» DIRECTIONS: Output an exact reproduction of the data.

--------------------

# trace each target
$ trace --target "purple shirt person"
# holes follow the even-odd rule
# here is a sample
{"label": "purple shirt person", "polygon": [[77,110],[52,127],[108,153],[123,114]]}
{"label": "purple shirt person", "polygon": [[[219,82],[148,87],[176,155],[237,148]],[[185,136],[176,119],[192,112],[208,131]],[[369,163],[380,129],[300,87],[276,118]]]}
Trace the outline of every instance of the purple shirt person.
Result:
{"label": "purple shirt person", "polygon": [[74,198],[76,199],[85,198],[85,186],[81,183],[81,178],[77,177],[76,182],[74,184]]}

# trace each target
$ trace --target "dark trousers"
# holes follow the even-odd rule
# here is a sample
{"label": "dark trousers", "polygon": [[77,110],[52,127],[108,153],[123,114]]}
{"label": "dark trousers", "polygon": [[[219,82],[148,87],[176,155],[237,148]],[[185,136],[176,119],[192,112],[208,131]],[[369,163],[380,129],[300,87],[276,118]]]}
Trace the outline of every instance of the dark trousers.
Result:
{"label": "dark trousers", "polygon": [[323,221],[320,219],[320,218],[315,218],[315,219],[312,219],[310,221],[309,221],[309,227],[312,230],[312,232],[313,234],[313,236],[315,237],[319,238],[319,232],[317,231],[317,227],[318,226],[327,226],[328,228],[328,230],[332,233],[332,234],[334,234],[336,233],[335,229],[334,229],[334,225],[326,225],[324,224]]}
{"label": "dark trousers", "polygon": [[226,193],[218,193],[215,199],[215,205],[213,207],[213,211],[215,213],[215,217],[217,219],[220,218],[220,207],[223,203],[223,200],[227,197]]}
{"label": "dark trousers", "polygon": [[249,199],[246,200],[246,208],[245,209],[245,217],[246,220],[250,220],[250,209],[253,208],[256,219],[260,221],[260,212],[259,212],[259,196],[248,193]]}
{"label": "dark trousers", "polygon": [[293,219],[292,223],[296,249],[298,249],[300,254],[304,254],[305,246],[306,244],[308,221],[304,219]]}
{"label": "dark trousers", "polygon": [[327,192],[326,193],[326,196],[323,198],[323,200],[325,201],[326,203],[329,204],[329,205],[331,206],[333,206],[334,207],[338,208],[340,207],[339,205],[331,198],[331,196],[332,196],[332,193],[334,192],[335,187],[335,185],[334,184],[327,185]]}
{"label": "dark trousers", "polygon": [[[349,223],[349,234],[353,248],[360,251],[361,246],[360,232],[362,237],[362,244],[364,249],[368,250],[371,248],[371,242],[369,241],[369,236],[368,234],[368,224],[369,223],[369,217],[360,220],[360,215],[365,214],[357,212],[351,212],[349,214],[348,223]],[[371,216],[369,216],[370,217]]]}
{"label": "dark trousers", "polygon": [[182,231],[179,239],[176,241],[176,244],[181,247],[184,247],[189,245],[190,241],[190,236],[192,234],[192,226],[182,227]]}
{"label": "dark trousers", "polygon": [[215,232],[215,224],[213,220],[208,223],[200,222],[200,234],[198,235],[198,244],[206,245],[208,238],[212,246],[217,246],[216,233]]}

--------------------

» WRITTEN SOLUTION:
# trace each target
$ trace --target "purple shirt person"
# holes follow the even-odd rule
# here is a sample
{"label": "purple shirt person", "polygon": [[77,110],[52,127],[108,153],[123,114]]}
{"label": "purple shirt person", "polygon": [[[219,82],[148,87],[176,155],[237,148]],[[185,136],[176,119],[192,112],[208,131]],[[369,163],[380,129],[300,87],[276,118]]]}
Trace the outline of every instance of the purple shirt person.
Result:
{"label": "purple shirt person", "polygon": [[74,198],[76,199],[85,198],[85,186],[81,183],[81,178],[77,177],[76,182],[74,184]]}

# trace each target
$ trace --target "dark trousers"
# holes follow the even-odd rule
# here is a sample
{"label": "dark trousers", "polygon": [[77,110],[52,127],[108,153],[123,114]]}
{"label": "dark trousers", "polygon": [[[219,82],[148,87],[176,155],[237,148]],[[185,136],[176,119],[192,112],[208,131]],[[369,163],[380,129],[300,87],[276,118]]]}
Trace the outline of every instance of the dark trousers.
Result:
{"label": "dark trousers", "polygon": [[323,221],[320,219],[320,218],[315,218],[315,219],[312,219],[310,221],[309,221],[309,227],[312,230],[312,232],[313,234],[313,236],[315,237],[319,238],[319,232],[317,231],[317,227],[318,226],[327,226],[328,228],[328,230],[332,233],[332,234],[334,234],[336,233],[335,229],[334,229],[334,225],[326,225],[324,224]]}
{"label": "dark trousers", "polygon": [[226,193],[218,193],[215,199],[215,205],[213,207],[213,211],[215,213],[215,217],[217,219],[220,218],[220,207],[223,203],[223,200],[227,197]]}
{"label": "dark trousers", "polygon": [[249,199],[246,200],[246,208],[245,209],[245,217],[246,220],[250,220],[250,209],[253,208],[256,219],[260,221],[260,212],[259,212],[259,196],[248,193]]}
{"label": "dark trousers", "polygon": [[293,219],[292,223],[296,249],[298,249],[300,254],[304,254],[305,246],[306,244],[308,221],[304,219]]}
{"label": "dark trousers", "polygon": [[327,192],[326,193],[326,196],[323,198],[323,200],[325,201],[326,203],[329,204],[329,205],[331,206],[333,206],[334,207],[338,208],[340,207],[339,205],[331,198],[331,196],[332,196],[332,193],[334,192],[335,187],[335,185],[334,184],[327,185]]}
{"label": "dark trousers", "polygon": [[[349,223],[349,234],[353,248],[360,251],[361,246],[360,232],[362,237],[362,244],[364,249],[368,250],[371,248],[371,242],[369,241],[369,236],[368,234],[368,224],[369,223],[369,217],[360,220],[360,215],[365,214],[357,212],[351,212],[349,214],[348,223]],[[371,216],[369,216],[370,217]]]}
{"label": "dark trousers", "polygon": [[182,231],[179,239],[176,241],[176,244],[181,247],[184,247],[189,245],[190,241],[190,236],[192,234],[192,226],[182,227]]}
{"label": "dark trousers", "polygon": [[215,232],[215,224],[213,220],[208,223],[200,222],[200,234],[198,235],[198,244],[206,245],[208,238],[212,246],[217,246],[216,233]]}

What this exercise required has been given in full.